• [Work instruction] The lines to reproduce from the material below are those from the one containing "like [(457, 9)]" through the one containing "like [(366, 292)]", both included; write them out exactly and add nothing.

• [Input data]
--------------------------------
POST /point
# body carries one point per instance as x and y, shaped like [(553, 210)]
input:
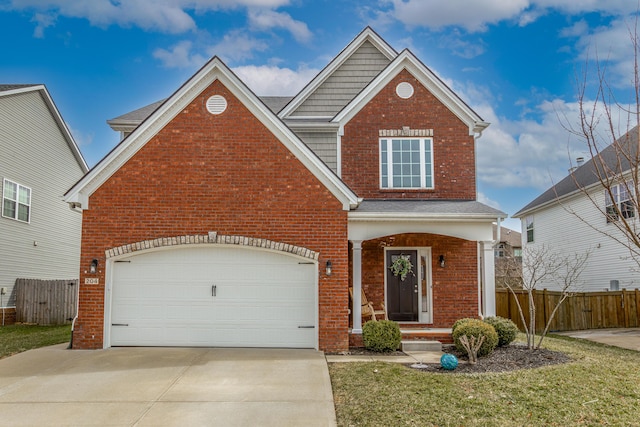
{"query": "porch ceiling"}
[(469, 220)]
--------------------------------
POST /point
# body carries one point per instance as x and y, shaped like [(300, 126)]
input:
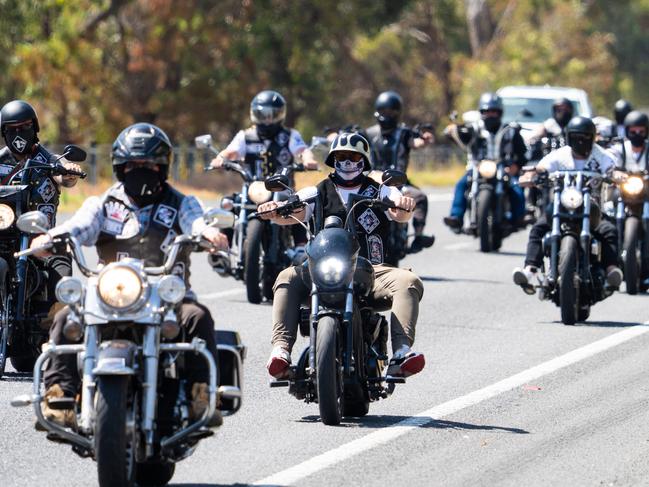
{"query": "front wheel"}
--------------------------------
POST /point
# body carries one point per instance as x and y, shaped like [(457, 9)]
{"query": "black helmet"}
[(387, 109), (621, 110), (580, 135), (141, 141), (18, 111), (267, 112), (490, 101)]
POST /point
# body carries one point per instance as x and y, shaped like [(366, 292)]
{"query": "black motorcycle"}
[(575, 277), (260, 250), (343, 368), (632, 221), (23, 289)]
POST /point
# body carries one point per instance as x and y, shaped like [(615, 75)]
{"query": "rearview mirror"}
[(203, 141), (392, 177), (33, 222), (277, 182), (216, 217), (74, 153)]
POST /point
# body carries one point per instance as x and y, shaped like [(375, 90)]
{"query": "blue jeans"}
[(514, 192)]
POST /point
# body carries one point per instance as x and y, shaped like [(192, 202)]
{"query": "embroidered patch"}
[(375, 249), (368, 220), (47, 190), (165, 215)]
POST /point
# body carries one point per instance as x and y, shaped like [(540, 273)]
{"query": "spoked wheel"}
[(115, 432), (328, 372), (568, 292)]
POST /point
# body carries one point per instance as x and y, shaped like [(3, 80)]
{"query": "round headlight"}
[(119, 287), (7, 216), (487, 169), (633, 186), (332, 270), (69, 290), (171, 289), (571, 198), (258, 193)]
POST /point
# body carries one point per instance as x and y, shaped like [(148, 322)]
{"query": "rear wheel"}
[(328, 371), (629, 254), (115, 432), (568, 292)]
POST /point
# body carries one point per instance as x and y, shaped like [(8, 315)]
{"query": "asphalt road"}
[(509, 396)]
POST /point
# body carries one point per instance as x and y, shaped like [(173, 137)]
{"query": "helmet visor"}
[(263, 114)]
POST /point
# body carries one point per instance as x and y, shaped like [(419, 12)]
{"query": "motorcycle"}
--------------------------------
• [Response to this task]
# body carries one point per instance as x and y, shaped like [(457, 9)]
{"query": "black helmet"}
[(387, 109), (621, 110), (580, 135), (141, 141), (18, 111), (267, 112), (490, 101)]
POST /point
# body carries one point per instance as x and y, shaped like [(366, 292)]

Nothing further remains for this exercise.